The Q2 Earnings Season for the Gold Miners Index (GDX) has finally come to an end and one of the last companies to report its results was Teranga Gold (OTCQX:TGCDF). While the majority of the sector was busy revising guidance lower and struggling with impacted operations, Teranga Gold has had an incredible start to FY2020. Not only has the company seen a better-than-expected ramp-up at its newest Wahgnion Mine, but also Sabodala is set to be transformed by being combined with the Massawa acquisition. Based on the company’s organic growth potential as Sabodala-Massawa Gold Complex [SMGC] ramps up and the potential for added production long term from the Golden Hill, I have moved the stock up to rank #3 among African gold producers. Therefore, I would view any pullbacks below C$12.60 as low-risk buying opportunities.

(Source: Company Presentation)

Teranga Gold released its Q2 results in mid-August and reported quarterly gold production of 89,000 ounces, up 40% from the year-ago period. The significant increase in production year over year was attributed to the company’s newest Wahgnion Mine moving to commercial production in Q4, offset by a weaker quarter at Sabodala due to lower head grades. This solid performance helped Teranga to generate record revenue of $164.2 million, up 96% year over year. This is one of the strongest revenue growth rates in the sector for large gold producers, only slightly behind Kirkland Lake Gold’s (KL) 107% revenue growth due to the addition of Detour Lake. However, the quarter’s biggest news was the SMGC economics, with expected average annual gold production of over 380,000 ounces. Let’s take a closer look at the quarter below:

(Source: Author’s Chart)

[Stored entries]

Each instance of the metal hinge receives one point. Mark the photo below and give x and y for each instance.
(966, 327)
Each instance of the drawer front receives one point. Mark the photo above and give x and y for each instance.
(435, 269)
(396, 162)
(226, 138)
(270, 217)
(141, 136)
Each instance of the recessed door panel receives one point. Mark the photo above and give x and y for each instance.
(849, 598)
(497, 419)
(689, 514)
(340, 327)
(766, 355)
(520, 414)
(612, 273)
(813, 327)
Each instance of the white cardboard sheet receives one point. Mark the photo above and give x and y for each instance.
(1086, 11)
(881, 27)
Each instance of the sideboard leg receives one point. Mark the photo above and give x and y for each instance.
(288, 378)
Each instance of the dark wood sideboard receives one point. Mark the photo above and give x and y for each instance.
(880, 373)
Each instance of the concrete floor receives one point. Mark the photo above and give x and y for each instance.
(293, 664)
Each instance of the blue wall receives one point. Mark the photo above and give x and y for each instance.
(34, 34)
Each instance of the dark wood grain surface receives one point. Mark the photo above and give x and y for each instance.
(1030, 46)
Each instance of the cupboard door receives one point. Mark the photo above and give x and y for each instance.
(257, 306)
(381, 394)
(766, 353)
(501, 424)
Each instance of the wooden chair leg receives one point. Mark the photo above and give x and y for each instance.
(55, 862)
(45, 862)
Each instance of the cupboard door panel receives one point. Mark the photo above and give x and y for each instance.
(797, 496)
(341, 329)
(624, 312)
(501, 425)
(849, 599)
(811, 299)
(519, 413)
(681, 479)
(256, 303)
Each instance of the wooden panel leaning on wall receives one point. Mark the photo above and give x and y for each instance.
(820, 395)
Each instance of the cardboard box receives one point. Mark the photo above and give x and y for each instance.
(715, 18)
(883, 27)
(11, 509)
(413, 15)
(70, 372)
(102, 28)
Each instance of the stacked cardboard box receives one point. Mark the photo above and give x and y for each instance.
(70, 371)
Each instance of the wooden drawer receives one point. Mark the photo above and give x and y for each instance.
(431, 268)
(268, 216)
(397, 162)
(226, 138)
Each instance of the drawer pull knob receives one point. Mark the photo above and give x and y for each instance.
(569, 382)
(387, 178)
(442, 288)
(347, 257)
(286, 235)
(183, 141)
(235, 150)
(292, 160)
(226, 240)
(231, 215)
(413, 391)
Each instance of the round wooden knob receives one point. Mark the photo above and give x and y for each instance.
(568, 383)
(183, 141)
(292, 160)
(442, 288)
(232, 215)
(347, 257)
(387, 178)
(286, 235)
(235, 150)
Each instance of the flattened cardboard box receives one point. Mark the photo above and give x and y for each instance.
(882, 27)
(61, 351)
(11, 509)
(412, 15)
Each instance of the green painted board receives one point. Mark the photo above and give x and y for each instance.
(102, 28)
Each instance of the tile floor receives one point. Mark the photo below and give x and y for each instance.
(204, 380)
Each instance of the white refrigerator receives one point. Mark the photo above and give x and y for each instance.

* Task goal *
Return the complete Teranga Gold earnings text from above, word for word.

* Exercise solution *
The Q2 Earnings Season for the Gold Miners Index (GDX) has finally come to an end and one of the last companies to report its results was Teranga Gold (OTCQX:TGCDF). While the majority of the sector was busy revising guidance lower and struggling with impacted operations, Teranga Gold has had an incredible start to FY2020. Not only has the company seen a better-than-expected ramp-up at its newest Wahgnion Mine, but also Sabodala is set to be transformed by being combined with the Massawa acquisition. Based on the company’s organic growth potential as Sabodala-Massawa Gold Complex [SMGC] ramps up and the potential for added production long term from the Golden Hill, I have moved the stock up to rank #3 among African gold producers. Therefore, I would view any pullbacks below C$12.60 as low-risk buying opportunities.

(Source: Company Presentation)

Teranga Gold released its Q2 results in mid-August and reported quarterly gold production of 89,000 ounces, up 40% from the year-ago period. The significant increase in production year over year was attributed to the company’s newest Wahgnion Mine moving to commercial production in Q4, offset by a weaker quarter at Sabodala due to lower head grades. This solid performance helped Teranga to generate record revenue of $164.2 million, up 96% year over year. This is one of the strongest revenue growth rates in the sector for large gold producers, only slightly behind Kirkland Lake Gold’s (KL) 107% revenue growth due to the addition of Detour Lake. However, the quarter’s biggest news was the SMGC economics, with expected average annual gold production of over 380,000 ounces. Let’s take a closer look at the quarter below:

(Source: Author’s Chart)